===== INPUT MATERIAL =====

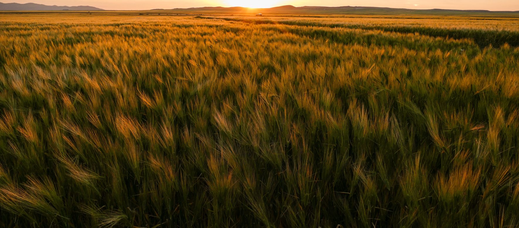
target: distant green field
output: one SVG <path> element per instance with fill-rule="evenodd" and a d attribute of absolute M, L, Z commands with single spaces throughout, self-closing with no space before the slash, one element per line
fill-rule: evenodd
<path fill-rule="evenodd" d="M 218 12 L 0 13 L 0 227 L 519 226 L 516 17 Z"/>

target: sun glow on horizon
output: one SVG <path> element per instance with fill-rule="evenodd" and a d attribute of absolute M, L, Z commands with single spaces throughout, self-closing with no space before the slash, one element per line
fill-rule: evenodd
<path fill-rule="evenodd" d="M 281 0 L 224 0 L 223 3 L 228 7 L 240 6 L 255 8 L 279 6 L 281 2 Z"/>

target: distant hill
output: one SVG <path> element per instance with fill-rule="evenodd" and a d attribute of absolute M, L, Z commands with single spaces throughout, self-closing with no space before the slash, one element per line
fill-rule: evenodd
<path fill-rule="evenodd" d="M 457 9 L 411 9 L 402 8 L 393 8 L 387 7 L 373 7 L 363 6 L 302 6 L 296 7 L 294 6 L 288 5 L 278 6 L 269 8 L 250 9 L 245 7 L 199 7 L 189 8 L 188 9 L 176 8 L 164 10 L 175 11 L 250 11 L 254 10 L 255 11 L 263 13 L 268 12 L 291 12 L 293 13 L 330 13 L 330 14 L 488 14 L 488 13 L 513 13 L 519 14 L 519 11 L 493 11 L 482 10 L 457 10 Z"/>
<path fill-rule="evenodd" d="M 104 10 L 88 6 L 47 6 L 35 3 L 0 3 L 0 10 Z"/>

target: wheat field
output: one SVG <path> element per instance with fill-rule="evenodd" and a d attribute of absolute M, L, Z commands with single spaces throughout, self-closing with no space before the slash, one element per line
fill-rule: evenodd
<path fill-rule="evenodd" d="M 0 226 L 519 227 L 519 20 L 426 18 L 0 14 Z"/>

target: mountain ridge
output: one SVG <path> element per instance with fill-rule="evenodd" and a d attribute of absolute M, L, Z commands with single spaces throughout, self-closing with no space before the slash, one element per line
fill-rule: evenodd
<path fill-rule="evenodd" d="M 48 6 L 36 3 L 0 3 L 0 11 L 5 10 L 104 10 L 90 6 Z"/>

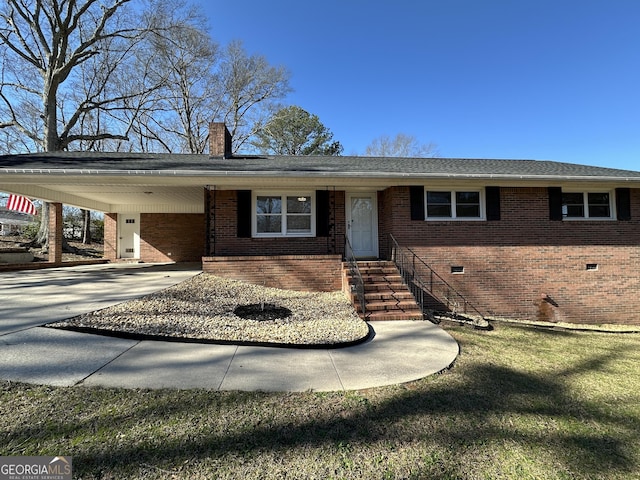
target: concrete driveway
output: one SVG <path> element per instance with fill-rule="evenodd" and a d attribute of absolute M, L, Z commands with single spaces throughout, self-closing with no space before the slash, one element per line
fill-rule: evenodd
<path fill-rule="evenodd" d="M 456 341 L 427 321 L 372 322 L 372 340 L 298 349 L 126 340 L 41 325 L 140 297 L 199 265 L 121 264 L 0 273 L 0 379 L 55 386 L 357 390 L 448 368 Z"/>

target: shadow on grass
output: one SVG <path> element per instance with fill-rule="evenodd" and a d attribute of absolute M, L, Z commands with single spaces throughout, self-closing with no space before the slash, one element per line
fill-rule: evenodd
<path fill-rule="evenodd" d="M 73 455 L 77 474 L 87 477 L 107 471 L 124 478 L 139 465 L 171 468 L 211 458 L 255 459 L 264 452 L 286 458 L 287 452 L 297 448 L 336 455 L 345 445 L 356 451 L 375 443 L 418 444 L 425 451 L 459 453 L 459 463 L 449 462 L 435 470 L 429 465 L 413 466 L 412 478 L 467 478 L 465 461 L 474 460 L 465 456 L 512 443 L 527 451 L 552 452 L 548 455 L 553 463 L 576 478 L 601 478 L 612 472 L 624 476 L 638 468 L 637 453 L 631 450 L 640 441 L 638 419 L 581 401 L 567 386 L 567 379 L 599 371 L 614 361 L 613 353 L 592 356 L 545 375 L 491 364 L 470 365 L 459 375 L 440 377 L 450 382 L 417 382 L 379 401 L 354 393 L 204 391 L 143 391 L 128 398 L 123 391 L 90 389 L 88 405 L 70 399 L 67 408 L 90 412 L 95 407 L 95 414 L 71 421 L 49 419 L 44 427 L 36 423 L 9 435 L 13 445 L 34 437 L 40 442 L 101 438 L 100 448 L 95 443 L 82 448 L 76 440 L 74 451 L 65 452 Z M 115 407 L 99 410 L 104 408 L 101 395 L 105 392 L 124 403 L 117 414 L 113 414 Z M 87 395 L 78 398 L 87 401 Z M 549 424 L 551 428 L 544 427 Z M 118 440 L 120 436 L 123 440 Z"/>

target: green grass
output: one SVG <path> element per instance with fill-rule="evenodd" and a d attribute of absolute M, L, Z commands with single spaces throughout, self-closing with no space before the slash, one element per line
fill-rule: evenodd
<path fill-rule="evenodd" d="M 640 478 L 638 334 L 447 329 L 451 370 L 358 392 L 3 383 L 0 455 L 83 479 Z"/>

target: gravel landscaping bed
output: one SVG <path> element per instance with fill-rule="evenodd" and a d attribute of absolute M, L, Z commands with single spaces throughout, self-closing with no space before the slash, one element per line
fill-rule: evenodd
<path fill-rule="evenodd" d="M 251 318 L 234 311 L 249 306 Z M 264 306 L 265 315 L 256 315 Z M 273 312 L 290 311 L 277 317 Z M 285 345 L 353 343 L 369 335 L 342 292 L 280 290 L 209 274 L 119 305 L 51 323 L 135 335 Z"/>

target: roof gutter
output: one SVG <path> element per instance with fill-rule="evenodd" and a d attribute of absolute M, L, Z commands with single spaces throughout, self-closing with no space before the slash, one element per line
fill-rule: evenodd
<path fill-rule="evenodd" d="M 0 169 L 0 175 L 56 175 L 56 176 L 154 176 L 154 177 L 336 177 L 359 179 L 452 179 L 452 180 L 523 180 L 523 181 L 587 181 L 640 183 L 639 177 L 590 176 L 590 175 L 518 175 L 484 173 L 398 173 L 398 172 L 333 172 L 318 170 L 76 170 L 76 169 Z"/>

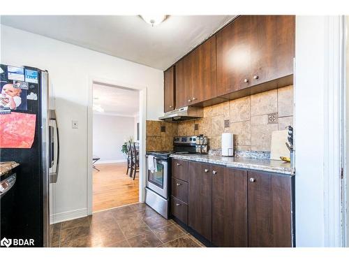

=====

**WORK REQUIRED**:
Update all of the entries above by changing "one element per line" to "each element on its own line" and keeping everything else the same. Leave the pictures out of your answer.

**RIGHT ANSWER**:
target: distant green field
output: one SVG <path> element per instance with fill-rule="evenodd" and a d attribute of absolute M, L, Z commands with single spaces throughout, self-closing with no space before the slash, each element on its own line
fill-rule: evenodd
<path fill-rule="evenodd" d="M 218 12 L 0 13 L 0 227 L 519 226 L 516 17 Z"/>

target: sun glow on horizon
output: one SVG <path> element per instance with fill-rule="evenodd" and a d attribute of absolute M, L, Z commands with single spaces throughout, self-closing with no space before the slash, each element on its own line
fill-rule: evenodd
<path fill-rule="evenodd" d="M 281 0 L 224 0 L 223 3 L 228 7 L 240 6 L 255 8 L 279 6 L 281 2 Z"/>

target: distant hill
output: one SVG <path> element per instance with fill-rule="evenodd" and a d attribute of absolute M, L, Z commands with single spaces throughout, self-closing with no space before the slash, each element on its own line
fill-rule: evenodd
<path fill-rule="evenodd" d="M 457 9 L 411 9 L 402 8 L 393 8 L 387 7 L 373 7 L 363 6 L 302 6 L 296 7 L 294 6 L 288 5 L 278 6 L 269 8 L 250 9 L 245 7 L 199 7 L 189 8 L 188 9 L 176 8 L 164 10 L 175 11 L 250 11 L 254 10 L 255 11 L 263 13 L 268 12 L 291 12 L 293 13 L 330 13 L 330 14 L 488 14 L 488 13 L 513 13 L 519 14 L 519 11 L 493 11 L 482 10 L 457 10 Z"/>
<path fill-rule="evenodd" d="M 104 10 L 88 6 L 47 6 L 35 3 L 0 3 L 0 10 Z"/>

target: wheat field
output: one SVG <path> element per instance with fill-rule="evenodd" and a d attribute of absolute M, L, Z commands with single spaces throughout, self-closing with no space before the slash, each element on its own line
fill-rule: evenodd
<path fill-rule="evenodd" d="M 0 226 L 519 227 L 519 20 L 426 18 L 0 14 Z"/>

target: mountain ridge
output: one SVG <path> element per instance with fill-rule="evenodd" and a d attribute of absolute M, L, Z commands with single spaces throughout, self-closing with no space before the slash, each element on its own line
fill-rule: evenodd
<path fill-rule="evenodd" d="M 48 6 L 36 3 L 0 3 L 0 11 L 5 10 L 104 10 L 90 6 Z"/>

target: concrete driveway
output: one SVG <path> element per instance with fill-rule="evenodd" and a d attribute of absolute M, L, Z commands with single spaces throughout, self-closing with no space before the slash, each element on its own line
fill-rule: evenodd
<path fill-rule="evenodd" d="M 456 341 L 427 321 L 372 322 L 372 340 L 298 349 L 126 340 L 41 325 L 140 297 L 199 265 L 121 264 L 0 273 L 0 379 L 55 386 L 357 390 L 448 368 Z"/>

target: shadow on grass
output: one SVG <path> element per instance with fill-rule="evenodd" and a d attribute of absolute M, L, Z commands with single spaces throughout, self-closing with no space before the slash, each element on its own line
fill-rule: evenodd
<path fill-rule="evenodd" d="M 73 455 L 77 474 L 87 477 L 107 471 L 124 478 L 139 465 L 171 468 L 211 458 L 255 459 L 264 452 L 286 458 L 287 452 L 297 448 L 336 455 L 345 445 L 356 451 L 375 443 L 418 444 L 425 451 L 459 453 L 459 463 L 449 462 L 435 470 L 429 465 L 413 466 L 412 478 L 467 478 L 465 461 L 474 460 L 465 456 L 512 443 L 527 451 L 552 452 L 548 455 L 553 463 L 576 478 L 601 478 L 612 472 L 624 476 L 638 468 L 637 453 L 631 450 L 640 441 L 638 419 L 581 401 L 567 386 L 567 379 L 599 371 L 614 361 L 613 353 L 592 356 L 545 375 L 491 364 L 470 365 L 459 375 L 440 377 L 450 382 L 417 382 L 379 401 L 354 393 L 204 391 L 143 391 L 128 398 L 123 391 L 90 389 L 88 405 L 70 399 L 67 408 L 90 412 L 95 407 L 95 414 L 71 421 L 49 419 L 44 427 L 36 423 L 9 435 L 13 445 L 34 437 L 40 442 L 101 438 L 100 448 L 95 443 L 82 448 L 76 440 L 74 451 L 65 452 Z M 115 407 L 99 410 L 104 408 L 101 395 L 105 392 L 124 403 L 117 414 L 113 414 Z M 87 395 L 78 398 L 87 401 Z M 549 424 L 551 428 L 544 427 Z M 118 440 L 120 436 L 123 440 Z"/>

target: green grass
output: one SVG <path> element per instance with fill-rule="evenodd" and a d attribute of absolute M, L, Z commands with single spaces throughout, self-closing with no space before the slash, each element on its own line
fill-rule: evenodd
<path fill-rule="evenodd" d="M 640 478 L 638 334 L 447 329 L 451 370 L 358 392 L 3 383 L 0 455 L 83 479 Z"/>

target: gravel landscaping bed
output: one SVG <path> element per instance with fill-rule="evenodd" and a d attribute of absolute M, L, Z commands with single spaces throughout, self-closing with no space before the slash, each element on its own line
fill-rule: evenodd
<path fill-rule="evenodd" d="M 251 318 L 234 311 L 249 306 Z M 264 306 L 265 315 L 256 315 Z M 273 312 L 290 311 L 277 317 Z M 285 345 L 353 343 L 369 335 L 342 292 L 280 290 L 209 274 L 119 305 L 51 323 L 135 335 Z"/>

target: roof gutter
output: one SVG <path> element per instance with fill-rule="evenodd" and a d attribute of absolute M, L, Z commands with single spaces throughout, self-closing with no space before the slash, each element on its own line
fill-rule: evenodd
<path fill-rule="evenodd" d="M 0 169 L 0 175 L 56 175 L 56 176 L 154 176 L 154 177 L 336 177 L 359 179 L 452 179 L 452 180 L 523 180 L 523 181 L 587 181 L 640 183 L 639 177 L 590 176 L 590 175 L 518 175 L 484 173 L 398 173 L 398 172 L 333 172 L 318 170 L 76 170 L 76 169 Z"/>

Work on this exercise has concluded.